**ACTIVITY**
Make an exact copy of the entries below and leave any picture out of it.

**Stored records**
=== Section Start ===

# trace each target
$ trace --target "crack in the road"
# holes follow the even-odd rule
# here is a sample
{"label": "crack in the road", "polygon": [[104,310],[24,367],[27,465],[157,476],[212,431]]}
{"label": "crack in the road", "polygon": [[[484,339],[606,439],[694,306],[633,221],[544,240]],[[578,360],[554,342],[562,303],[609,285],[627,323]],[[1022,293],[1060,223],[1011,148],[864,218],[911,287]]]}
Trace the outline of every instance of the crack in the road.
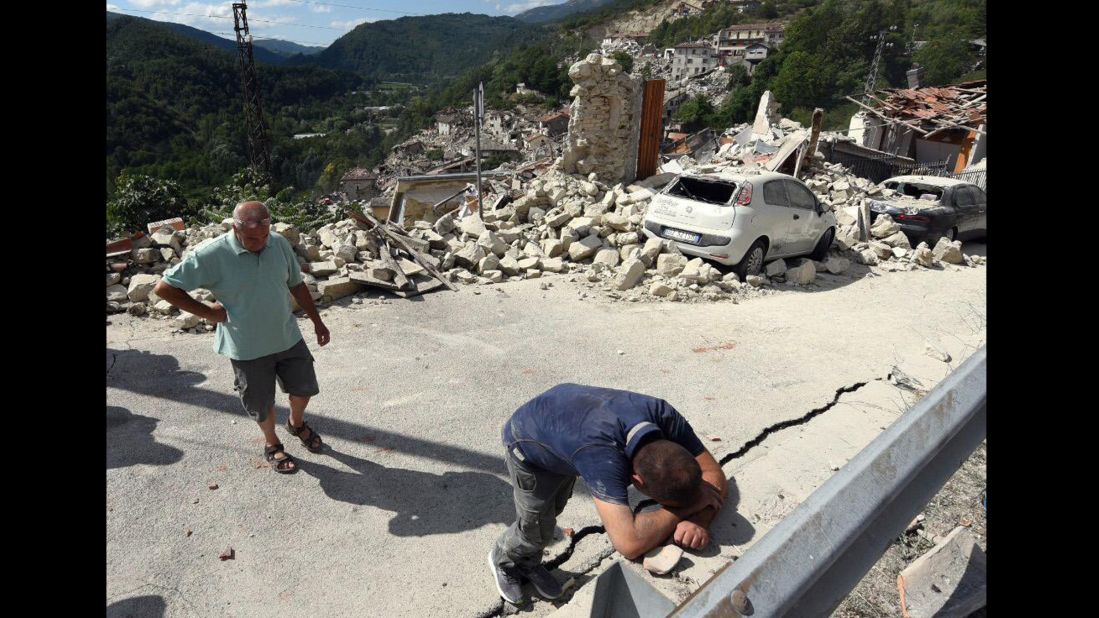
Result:
{"label": "crack in the road", "polygon": [[107,377],[111,377],[111,370],[114,369],[114,364],[118,362],[118,354],[111,354],[111,366],[107,367]]}
{"label": "crack in the road", "polygon": [[[880,380],[881,378],[875,378],[875,379]],[[748,451],[752,450],[753,448],[759,446],[760,443],[762,443],[764,440],[767,439],[768,436],[775,433],[776,431],[782,431],[783,429],[788,429],[790,427],[796,427],[798,425],[804,425],[805,423],[808,423],[809,421],[816,418],[817,416],[820,416],[821,414],[824,414],[828,410],[831,410],[832,406],[835,406],[839,402],[840,395],[843,395],[844,393],[853,393],[853,392],[859,390],[860,388],[866,386],[869,383],[870,382],[858,382],[858,383],[853,384],[851,386],[844,386],[844,387],[836,389],[836,396],[833,397],[832,401],[830,403],[828,403],[827,405],[824,405],[822,407],[810,410],[808,413],[806,413],[804,416],[801,416],[800,418],[795,418],[795,419],[791,419],[791,420],[788,420],[788,421],[782,421],[781,423],[775,423],[774,425],[771,425],[770,427],[767,427],[766,429],[761,431],[758,436],[756,436],[755,438],[752,438],[747,443],[745,443],[744,446],[740,447],[740,449],[737,450],[735,453],[729,453],[728,455],[722,457],[721,461],[719,463],[724,466],[725,464],[729,463],[730,461],[732,461],[732,460],[734,460],[738,457],[743,457],[745,455],[745,453],[747,453]]]}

=== Section End ===

**TASK RESPONSE**
# trace each target
$ trace --target "crack in the road"
# holes follow the even-odd rule
# here is a sample
{"label": "crack in the road", "polygon": [[104,310],[24,367],[27,465],[157,476],[212,431]]}
{"label": "crack in the road", "polygon": [[[484,339],[606,439],[694,306],[633,221],[544,240]],[[578,360],[554,342],[562,303],[609,285],[627,323]],[[1022,293],[1060,223],[1011,148],[864,218],[911,287]]]}
Trace the outline of every instance of the crack in the road.
Result:
{"label": "crack in the road", "polygon": [[107,377],[111,377],[111,370],[114,369],[114,364],[118,362],[118,354],[111,354],[111,366],[107,367]]}
{"label": "crack in the road", "polygon": [[[880,380],[881,378],[875,378],[875,379]],[[748,451],[752,450],[753,448],[759,446],[760,443],[762,443],[764,440],[767,439],[768,436],[775,433],[776,431],[782,431],[783,429],[788,429],[790,427],[796,427],[798,425],[804,425],[805,423],[808,423],[809,421],[816,418],[817,416],[820,416],[821,414],[824,414],[828,410],[831,410],[832,406],[835,406],[839,402],[840,395],[843,395],[844,393],[853,393],[853,392],[859,390],[860,388],[866,386],[869,383],[870,382],[858,382],[858,383],[853,384],[851,386],[844,386],[844,387],[836,389],[836,396],[833,397],[832,401],[830,403],[828,403],[827,405],[824,405],[822,407],[810,410],[808,413],[806,413],[804,416],[801,416],[800,418],[795,418],[795,419],[791,419],[791,420],[788,420],[788,421],[782,421],[781,423],[775,423],[774,425],[771,425],[770,427],[767,427],[766,429],[761,431],[758,436],[756,436],[755,438],[752,438],[747,443],[745,443],[744,446],[740,447],[740,449],[737,450],[735,453],[729,453],[728,455],[722,457],[721,461],[719,463],[724,466],[725,464],[729,463],[730,461],[732,461],[732,460],[734,460],[738,457],[743,457],[745,455],[745,453],[747,453]]]}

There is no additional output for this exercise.